─── Extracted entries ───
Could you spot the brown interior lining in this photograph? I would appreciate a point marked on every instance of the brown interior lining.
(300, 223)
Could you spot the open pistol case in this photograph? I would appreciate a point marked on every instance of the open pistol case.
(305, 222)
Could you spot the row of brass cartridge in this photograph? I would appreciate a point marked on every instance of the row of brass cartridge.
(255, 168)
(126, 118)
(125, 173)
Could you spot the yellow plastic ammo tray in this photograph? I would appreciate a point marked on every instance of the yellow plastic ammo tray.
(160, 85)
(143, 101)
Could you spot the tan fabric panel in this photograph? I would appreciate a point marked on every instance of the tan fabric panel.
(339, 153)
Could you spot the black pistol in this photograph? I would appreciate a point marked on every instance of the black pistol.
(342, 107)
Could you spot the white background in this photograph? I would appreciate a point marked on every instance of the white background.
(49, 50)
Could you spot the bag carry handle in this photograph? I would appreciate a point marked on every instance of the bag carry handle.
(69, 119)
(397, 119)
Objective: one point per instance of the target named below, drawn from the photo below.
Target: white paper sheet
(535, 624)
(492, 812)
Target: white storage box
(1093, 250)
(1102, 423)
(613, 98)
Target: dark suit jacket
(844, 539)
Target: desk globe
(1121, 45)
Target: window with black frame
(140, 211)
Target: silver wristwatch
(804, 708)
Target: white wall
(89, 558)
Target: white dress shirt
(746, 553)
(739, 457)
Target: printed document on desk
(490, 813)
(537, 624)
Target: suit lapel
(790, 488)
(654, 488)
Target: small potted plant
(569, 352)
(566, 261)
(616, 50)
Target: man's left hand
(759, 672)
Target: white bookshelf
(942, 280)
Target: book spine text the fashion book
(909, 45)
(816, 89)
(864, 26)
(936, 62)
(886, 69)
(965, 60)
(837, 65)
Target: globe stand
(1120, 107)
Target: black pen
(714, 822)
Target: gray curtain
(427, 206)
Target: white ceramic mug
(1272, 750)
───
§ **What this task involves**: Could you output every item above again, reproducing each line word for word and in the same order?

§ **Full response**:
Could you spot the brown interior lining in this photograph? I would appreciate a point marked on every instance of the brown interior lining.
(300, 223)
Could you spot the open pistol case in this photograph? I would appreciate a point marked on every instance of the open pistol case.
(305, 222)
Could you spot the row of brass cartridge in this photograph? I would appreciate a point marked on every instance of the row of brass cartridge.
(255, 168)
(126, 118)
(125, 173)
Could you spot the yellow plastic ammo tray in this photograph? I would appreciate a point marked on every instance of the yellow plastic ammo tray.
(160, 85)
(143, 101)
Could you spot the tan fabric panel in this photograph? I would appreciate a point marked on every instance of the tan fabric panel.
(339, 153)
Could you spot the black pistol in this photograph? I would appreciate a point marked on every instance of the black pistol.
(342, 107)
Could you spot the white background in this photograph? I would appreciate a point marked on every instance of the white background.
(49, 50)
Could you spot the bag carry handle in this photograph? I would appreciate a point marked on every instance of the bag carry handle.
(69, 119)
(397, 119)
Objective: one point per instance of the target named below, drawn from the photo below.
Target: white paper sheet
(535, 624)
(492, 812)
Target: white storage box
(1093, 250)
(1102, 423)
(613, 98)
Target: dark suit jacket
(844, 539)
Target: desk globe
(1121, 45)
Target: window with black frame
(140, 211)
Target: silver wristwatch
(804, 708)
Target: white wall
(89, 558)
Target: white dress shirt
(746, 553)
(739, 457)
Target: printed document on desk
(490, 813)
(537, 624)
Target: suit lapel
(790, 488)
(654, 488)
Target: small potted plant
(569, 352)
(566, 261)
(616, 50)
Target: man's left hand
(759, 672)
Target: white bookshelf
(942, 280)
Target: book spine text the fashion book
(909, 45)
(816, 89)
(864, 26)
(936, 62)
(886, 69)
(965, 60)
(837, 65)
Target: globe stand
(1120, 107)
Target: black pen
(714, 822)
Target: gray curtain
(427, 206)
Target: white ceramic mug
(1272, 750)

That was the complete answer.